▶ [Il suo compito]: Restituisca per intero, parola per parola e senza alcuna modifica, il testo sugli arresti per doping in una squadra di ciclismo dilettanti.

▶ [Estratto fornito]:
════

Epo in microdosi, ormoni per la crescita e antidolorifici a base di oppiacei. La Polizia ha eseguito una serie di arresti per doping nei confronti dei dirigenti di una delle maggiori squadre dilettanti di ciclismo in Italia. Secondo l’accusa, ad incoraggiare gli atleti, molti dei quali giovanissimi, era lo stesso presidente del team. L’uomo è ora sottoposto agli arresti domiciliari, così come altri quattro membri dello staff, tra cui l’ex direttore sportivo e un farmacista, che avrebbe rifornito i ciclisti dei farmaci senza alcuna prescrizione medica. Associazione a delinquere finalizzata al doping è l’accusa da parte dei Pm. Oltre agli arresti, ci sono altre 17 persone indagate nell’ambito dell’inchiesta della procura lucchese.

════

▶ [Dati forniti]:
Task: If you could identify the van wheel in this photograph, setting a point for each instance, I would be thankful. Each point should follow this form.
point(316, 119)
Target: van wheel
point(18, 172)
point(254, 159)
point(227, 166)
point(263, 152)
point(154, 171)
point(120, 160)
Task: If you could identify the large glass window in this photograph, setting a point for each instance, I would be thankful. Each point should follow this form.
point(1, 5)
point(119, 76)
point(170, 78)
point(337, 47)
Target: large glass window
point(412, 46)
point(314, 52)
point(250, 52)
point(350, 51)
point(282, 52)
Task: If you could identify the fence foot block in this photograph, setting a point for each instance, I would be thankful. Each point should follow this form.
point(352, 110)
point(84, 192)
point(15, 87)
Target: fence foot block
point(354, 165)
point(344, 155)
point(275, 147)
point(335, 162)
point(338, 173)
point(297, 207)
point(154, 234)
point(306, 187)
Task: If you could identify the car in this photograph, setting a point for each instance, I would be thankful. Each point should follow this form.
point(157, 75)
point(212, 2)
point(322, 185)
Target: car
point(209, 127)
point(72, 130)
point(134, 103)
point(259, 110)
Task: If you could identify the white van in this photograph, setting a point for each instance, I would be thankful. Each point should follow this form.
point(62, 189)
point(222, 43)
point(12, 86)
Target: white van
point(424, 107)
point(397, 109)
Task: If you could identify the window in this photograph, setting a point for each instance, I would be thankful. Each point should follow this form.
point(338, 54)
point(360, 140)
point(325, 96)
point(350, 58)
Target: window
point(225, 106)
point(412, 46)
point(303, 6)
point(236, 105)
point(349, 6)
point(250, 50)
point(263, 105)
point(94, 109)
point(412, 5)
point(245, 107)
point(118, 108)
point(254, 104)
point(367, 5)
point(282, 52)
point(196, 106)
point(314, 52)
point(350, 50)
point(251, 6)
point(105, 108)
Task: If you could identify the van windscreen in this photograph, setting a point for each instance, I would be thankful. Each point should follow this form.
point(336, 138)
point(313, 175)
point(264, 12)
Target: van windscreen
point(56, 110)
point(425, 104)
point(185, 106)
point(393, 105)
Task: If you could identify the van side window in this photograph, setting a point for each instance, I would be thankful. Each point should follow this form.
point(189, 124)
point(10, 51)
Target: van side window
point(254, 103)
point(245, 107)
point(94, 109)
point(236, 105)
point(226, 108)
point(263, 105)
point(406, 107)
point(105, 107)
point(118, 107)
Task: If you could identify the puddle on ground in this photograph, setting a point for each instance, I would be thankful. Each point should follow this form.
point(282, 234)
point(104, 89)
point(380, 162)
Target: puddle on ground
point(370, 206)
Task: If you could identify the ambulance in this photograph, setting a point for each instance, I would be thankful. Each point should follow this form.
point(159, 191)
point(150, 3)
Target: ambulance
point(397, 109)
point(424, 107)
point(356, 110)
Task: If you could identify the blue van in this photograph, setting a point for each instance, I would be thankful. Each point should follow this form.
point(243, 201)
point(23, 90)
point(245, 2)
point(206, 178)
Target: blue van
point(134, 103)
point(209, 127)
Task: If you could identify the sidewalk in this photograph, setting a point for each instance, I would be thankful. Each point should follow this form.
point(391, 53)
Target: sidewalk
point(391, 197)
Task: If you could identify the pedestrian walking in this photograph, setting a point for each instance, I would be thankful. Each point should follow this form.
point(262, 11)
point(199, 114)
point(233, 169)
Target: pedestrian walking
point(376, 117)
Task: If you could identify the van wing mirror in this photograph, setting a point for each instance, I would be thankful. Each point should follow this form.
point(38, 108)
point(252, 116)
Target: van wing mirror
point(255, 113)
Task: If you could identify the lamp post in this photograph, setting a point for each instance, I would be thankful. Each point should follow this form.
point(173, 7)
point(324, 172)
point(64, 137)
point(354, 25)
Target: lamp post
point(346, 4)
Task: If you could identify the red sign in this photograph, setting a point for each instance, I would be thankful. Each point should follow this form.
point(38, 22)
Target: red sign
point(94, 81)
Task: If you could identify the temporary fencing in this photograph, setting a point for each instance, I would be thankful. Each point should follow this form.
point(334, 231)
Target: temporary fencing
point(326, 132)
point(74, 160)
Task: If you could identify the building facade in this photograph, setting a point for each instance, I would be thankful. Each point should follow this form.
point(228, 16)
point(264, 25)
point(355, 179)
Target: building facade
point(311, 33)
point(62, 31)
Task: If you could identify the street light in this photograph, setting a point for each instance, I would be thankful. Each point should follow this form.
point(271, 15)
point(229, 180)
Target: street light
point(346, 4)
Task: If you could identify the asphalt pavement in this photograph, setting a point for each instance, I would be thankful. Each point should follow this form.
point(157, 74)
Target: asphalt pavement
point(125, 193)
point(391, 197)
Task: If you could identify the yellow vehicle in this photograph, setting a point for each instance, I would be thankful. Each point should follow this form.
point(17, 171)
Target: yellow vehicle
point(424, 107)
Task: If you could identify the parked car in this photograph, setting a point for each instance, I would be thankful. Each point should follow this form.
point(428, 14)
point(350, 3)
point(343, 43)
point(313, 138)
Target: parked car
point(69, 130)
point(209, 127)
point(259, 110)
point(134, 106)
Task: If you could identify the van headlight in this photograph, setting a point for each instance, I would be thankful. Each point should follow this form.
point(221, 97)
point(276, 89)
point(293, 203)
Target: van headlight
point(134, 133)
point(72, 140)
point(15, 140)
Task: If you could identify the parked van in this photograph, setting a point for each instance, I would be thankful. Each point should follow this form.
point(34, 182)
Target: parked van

════

▶ [Esito del compito]:
Epo in microdosi, ormoni per la crescita e antidolorifici a base di oppiacei. La Polizia ha eseguito una serie di arresti per doping nei confronti dei dirigenti di una delle maggiori squadre dilettanti di ciclismo in Italia. Secondo l’accusa, ad incoraggiare gli atleti, molti dei quali giovanissimi, era lo stesso presidente del team. L’uomo è ora sottoposto agli arresti domiciliari, così come altri quattro membri dello staff, tra cui l’ex direttore sportivo e un farmacista, che avrebbe rifornito i ciclisti dei farmaci senza alcuna prescrizione medica. Associazione a delinquere finalizzata al doping è l’accusa da parte dei Pm. Oltre agli arresti, ci sono altre 17 persone indagate nell’ambito dell’inchiesta della procura lucchese.